*** Opening of Provided material ***
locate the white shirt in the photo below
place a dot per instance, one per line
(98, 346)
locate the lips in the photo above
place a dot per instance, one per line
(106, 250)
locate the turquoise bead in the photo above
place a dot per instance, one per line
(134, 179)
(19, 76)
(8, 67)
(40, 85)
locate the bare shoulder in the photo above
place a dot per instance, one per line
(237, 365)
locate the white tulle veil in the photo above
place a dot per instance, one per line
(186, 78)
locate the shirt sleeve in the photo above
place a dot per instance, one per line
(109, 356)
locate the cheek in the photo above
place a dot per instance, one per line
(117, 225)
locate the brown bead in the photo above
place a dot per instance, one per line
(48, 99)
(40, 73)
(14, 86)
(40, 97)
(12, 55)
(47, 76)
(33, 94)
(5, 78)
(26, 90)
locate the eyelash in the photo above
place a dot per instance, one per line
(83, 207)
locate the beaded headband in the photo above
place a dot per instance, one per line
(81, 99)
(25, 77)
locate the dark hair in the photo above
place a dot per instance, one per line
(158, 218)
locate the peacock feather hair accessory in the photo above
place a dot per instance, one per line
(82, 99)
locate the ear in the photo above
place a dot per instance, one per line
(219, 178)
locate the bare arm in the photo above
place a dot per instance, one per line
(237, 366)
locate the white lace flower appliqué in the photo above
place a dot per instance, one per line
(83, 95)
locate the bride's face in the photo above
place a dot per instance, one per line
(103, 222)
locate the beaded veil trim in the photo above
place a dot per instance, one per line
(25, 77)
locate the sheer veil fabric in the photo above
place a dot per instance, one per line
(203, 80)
*** Close of Provided material ***
# Exercise brief
The required output is the line holding "locate the white lace" plus every line after it in the data, reproduced exactly.

# Response to this task
locate the white lace flower appliqué in the photo above
place a dot per instance, one per line
(83, 95)
locate the bride's face in the photo above
place a dot per instance, one per line
(103, 222)
locate the beaded veil trim in the photo above
place a dot per instance, one per line
(25, 77)
locate the sheer veil fabric in the photo above
place a dot per instance, one per line
(203, 80)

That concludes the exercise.